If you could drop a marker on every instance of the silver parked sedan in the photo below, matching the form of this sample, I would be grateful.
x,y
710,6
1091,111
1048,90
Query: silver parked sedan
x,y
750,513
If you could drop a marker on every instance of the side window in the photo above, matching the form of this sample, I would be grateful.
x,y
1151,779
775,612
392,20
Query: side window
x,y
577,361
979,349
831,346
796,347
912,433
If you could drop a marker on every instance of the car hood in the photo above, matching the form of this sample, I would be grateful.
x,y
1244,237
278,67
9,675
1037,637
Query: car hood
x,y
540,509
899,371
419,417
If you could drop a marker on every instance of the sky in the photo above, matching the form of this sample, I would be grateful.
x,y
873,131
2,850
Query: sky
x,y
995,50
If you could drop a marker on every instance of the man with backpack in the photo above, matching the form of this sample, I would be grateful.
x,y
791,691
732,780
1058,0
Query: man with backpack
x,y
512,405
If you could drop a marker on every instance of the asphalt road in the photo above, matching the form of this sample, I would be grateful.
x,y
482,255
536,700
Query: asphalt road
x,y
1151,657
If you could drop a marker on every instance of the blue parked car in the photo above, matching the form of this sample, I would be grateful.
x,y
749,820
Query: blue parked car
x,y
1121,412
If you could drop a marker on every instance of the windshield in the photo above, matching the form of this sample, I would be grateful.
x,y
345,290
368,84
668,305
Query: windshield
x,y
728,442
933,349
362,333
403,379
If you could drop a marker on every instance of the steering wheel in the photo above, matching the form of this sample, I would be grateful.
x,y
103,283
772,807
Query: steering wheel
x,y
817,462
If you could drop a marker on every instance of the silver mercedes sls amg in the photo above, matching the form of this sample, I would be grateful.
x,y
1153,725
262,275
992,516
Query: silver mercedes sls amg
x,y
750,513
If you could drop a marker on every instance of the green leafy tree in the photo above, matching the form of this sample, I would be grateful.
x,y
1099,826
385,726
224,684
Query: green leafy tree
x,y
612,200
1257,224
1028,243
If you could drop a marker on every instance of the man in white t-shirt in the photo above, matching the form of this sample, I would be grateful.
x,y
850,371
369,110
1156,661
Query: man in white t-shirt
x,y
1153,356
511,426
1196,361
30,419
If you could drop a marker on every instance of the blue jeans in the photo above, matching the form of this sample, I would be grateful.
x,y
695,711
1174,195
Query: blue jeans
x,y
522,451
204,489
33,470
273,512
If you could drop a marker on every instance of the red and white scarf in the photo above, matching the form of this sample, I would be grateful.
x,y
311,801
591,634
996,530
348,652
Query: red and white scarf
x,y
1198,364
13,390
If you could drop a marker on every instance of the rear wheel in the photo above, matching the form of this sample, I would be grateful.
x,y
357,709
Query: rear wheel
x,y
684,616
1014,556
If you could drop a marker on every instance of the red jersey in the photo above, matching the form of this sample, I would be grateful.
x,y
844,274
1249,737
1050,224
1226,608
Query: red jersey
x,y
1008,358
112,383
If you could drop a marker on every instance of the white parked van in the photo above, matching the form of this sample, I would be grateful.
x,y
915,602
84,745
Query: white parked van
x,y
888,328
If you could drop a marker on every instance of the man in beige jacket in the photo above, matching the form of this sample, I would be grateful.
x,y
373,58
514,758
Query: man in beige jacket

• **Directive**
Please format the stretch of data above, from the line containing "of the white" through the end of the data, as a JSON list of strings, one string per line, leaving out any blank lines.

• **Output for this task**
[
  "If you could drop a marker on every instance of the white parked van in the photo above, matching the form of this sample, I would be grateful.",
  "x,y",
  "915,602",
  "84,745",
  "Query: white parked van",
  "x,y",
  "888,328",
  "If you could drop a marker on every instance of the man in beige jacket in the photo above, matching the form of this sample, I would be grateful.",
  "x,y",
  "373,58",
  "514,758",
  "Query: man in beige jacket"
]